■ **TEXTO DADO**
Si para Enrique González Macho, director de la academia española
de cine, una película como The
Artist es "lo mejor que
se ha hecho en los últimos treinta años", según dijo en su presentación en
el festival de cine de Sevilla, está claro que el concepto de originalidad está
a sus ojos más que trastornado: una historia simple, una historia de amor de lo más ñoña, caricaturesca y maníaca, contada en blanco y negro, vocalmente muda y sobrecargada de música. La
citada afirmación no solamente es exagerada, sino al completo inconsistente.
Quizás el verdadero reto hubiera sido tratar, bien una historia compleja, bien
una historia actual propia de nuestros días (e interpretadas en uno y otro caso
de manera contemporánea, sin recurrir a las expresiones teatrales) mediante
unos medios expresivos y técnicos del pasado; un reto que se hubiera propuesto
así extraer la esencia comunicativa del cine, en lugar de una muy vaga
imitación del cine de finales de los veinte y principio de los treinta: The
Artist imita su estética, no su organismo, no su sistema productivo. Ha
sido realizada con todas las comodidades del siglo XXI. Ni siquiera su
tonalidad blanca y negra y su ausencia de diálogo conforman un verdadero
homenaje: medios expresivos falseados, en tanto no son fruto de la técnica homenajeada, de filmar con la carencia de un sistema que capte el sonido y el color. El ¿cómo se hizo? será, si se distribuye, harto interesante para la
comparación de una y otra edad del cine.

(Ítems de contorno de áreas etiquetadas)
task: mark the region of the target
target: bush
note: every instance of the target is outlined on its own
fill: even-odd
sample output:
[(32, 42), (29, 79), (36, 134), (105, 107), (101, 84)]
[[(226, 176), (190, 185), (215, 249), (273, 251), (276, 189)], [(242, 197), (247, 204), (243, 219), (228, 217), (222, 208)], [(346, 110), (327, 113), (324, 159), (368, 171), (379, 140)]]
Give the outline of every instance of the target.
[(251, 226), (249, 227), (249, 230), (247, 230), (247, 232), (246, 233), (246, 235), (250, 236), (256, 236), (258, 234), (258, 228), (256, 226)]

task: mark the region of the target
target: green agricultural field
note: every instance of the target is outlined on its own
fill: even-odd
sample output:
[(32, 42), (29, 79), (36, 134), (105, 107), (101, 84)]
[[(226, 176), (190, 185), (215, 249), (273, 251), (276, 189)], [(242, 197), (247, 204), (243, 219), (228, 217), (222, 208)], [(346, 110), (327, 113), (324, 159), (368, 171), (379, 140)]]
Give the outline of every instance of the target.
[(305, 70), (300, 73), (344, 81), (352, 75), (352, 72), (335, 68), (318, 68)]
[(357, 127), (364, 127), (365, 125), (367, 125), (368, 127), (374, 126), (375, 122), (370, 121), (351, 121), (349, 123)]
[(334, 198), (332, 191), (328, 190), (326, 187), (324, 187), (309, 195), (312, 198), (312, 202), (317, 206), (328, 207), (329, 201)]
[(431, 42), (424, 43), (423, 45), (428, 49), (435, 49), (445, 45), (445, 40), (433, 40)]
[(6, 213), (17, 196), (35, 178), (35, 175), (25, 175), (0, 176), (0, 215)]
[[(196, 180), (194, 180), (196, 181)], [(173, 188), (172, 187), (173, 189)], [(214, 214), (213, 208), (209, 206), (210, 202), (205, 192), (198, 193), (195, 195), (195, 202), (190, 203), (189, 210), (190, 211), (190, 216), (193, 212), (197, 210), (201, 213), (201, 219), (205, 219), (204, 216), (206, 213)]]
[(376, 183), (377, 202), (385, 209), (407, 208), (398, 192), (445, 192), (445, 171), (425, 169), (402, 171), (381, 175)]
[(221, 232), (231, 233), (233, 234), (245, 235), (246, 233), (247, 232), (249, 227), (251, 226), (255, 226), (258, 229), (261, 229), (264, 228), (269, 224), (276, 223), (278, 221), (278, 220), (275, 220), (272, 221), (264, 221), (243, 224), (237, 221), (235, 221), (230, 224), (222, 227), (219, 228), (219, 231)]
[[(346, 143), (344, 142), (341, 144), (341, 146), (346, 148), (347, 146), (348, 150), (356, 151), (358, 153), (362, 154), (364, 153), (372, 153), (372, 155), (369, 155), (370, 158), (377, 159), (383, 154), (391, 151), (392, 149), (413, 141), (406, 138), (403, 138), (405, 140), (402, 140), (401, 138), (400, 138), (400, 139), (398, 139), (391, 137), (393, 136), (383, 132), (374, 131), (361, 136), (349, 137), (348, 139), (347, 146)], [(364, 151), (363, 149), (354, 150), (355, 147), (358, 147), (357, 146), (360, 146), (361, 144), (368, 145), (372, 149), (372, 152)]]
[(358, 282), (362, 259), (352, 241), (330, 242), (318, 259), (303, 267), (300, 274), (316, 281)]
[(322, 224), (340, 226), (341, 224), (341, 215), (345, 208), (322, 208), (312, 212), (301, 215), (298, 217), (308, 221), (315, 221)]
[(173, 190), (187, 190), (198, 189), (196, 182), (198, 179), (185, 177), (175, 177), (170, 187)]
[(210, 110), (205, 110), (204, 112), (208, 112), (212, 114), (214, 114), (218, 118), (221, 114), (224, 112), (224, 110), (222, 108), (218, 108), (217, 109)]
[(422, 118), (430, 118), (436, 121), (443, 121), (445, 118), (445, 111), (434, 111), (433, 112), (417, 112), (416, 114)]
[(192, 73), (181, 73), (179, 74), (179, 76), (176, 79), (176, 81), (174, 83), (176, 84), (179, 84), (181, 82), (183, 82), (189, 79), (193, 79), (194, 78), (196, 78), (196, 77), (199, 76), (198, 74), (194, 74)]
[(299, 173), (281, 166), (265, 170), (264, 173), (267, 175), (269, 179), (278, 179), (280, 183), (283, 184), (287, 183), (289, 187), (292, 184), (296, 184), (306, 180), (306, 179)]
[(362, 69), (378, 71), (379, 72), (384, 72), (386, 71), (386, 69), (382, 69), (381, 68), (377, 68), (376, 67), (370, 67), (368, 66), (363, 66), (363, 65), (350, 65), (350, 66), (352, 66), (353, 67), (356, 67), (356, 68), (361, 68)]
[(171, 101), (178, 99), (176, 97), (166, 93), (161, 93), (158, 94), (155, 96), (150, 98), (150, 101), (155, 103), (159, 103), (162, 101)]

■ **EJERCICIO BREVE 1**
Enumera los adjetivos que el texto sobre The Artist aplica a la historia de amor en la frase «una historia de amor de lo más».
■ **EJERCICIO BREVE 2**
Indica si cada afirmación coincide con el texto sobre The Artist, con sí o no y las palabras exactas del texto que lo deciden. (a) González Macho hizo su declaración en el festival de cine de Sevilla. (b) La película se rodó con los medios técnicos de finales de los años veinte. (c) El texto califica de exagerada la afirmación de González Macho.

■ **RESPUESTA COMPLETA 1**
ñoña, caricaturesca, maníaca

■ **RESPUESTA COMPLETA 2**
(a) Sí: «según dijo en su presentación en el festival de cine de Sevilla».
(b) No: «Ha sido realizada con todas las comodidades del siglo XXI».
(c) Sí: «La citada afirmación no solamente es exagerada».